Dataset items

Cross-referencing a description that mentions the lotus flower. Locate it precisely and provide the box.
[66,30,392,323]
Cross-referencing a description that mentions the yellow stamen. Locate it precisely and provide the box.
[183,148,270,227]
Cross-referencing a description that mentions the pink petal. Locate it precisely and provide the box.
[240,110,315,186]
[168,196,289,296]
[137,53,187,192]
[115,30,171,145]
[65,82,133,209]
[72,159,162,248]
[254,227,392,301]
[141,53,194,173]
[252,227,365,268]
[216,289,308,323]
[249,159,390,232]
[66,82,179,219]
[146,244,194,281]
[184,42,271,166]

### Exercise objective
Please repeat every line of the listing above word for word.

### Answer below
Cross-referencing a description that mentions the lotus flower. Locate it precisely and provide the box.
[66,30,392,323]
Cross-referencing a description that mentions the yellow stamen. Locate it precisely and provide the box.
[183,148,270,227]
Cross-referencing a description that mentions the pink petal. Locate it precisely and provide the box.
[240,110,315,186]
[168,196,289,296]
[137,53,187,192]
[115,30,171,145]
[65,82,133,209]
[72,159,162,248]
[254,227,392,301]
[141,53,194,173]
[252,227,365,268]
[216,289,308,323]
[249,159,390,232]
[66,82,179,219]
[146,244,194,281]
[184,42,271,166]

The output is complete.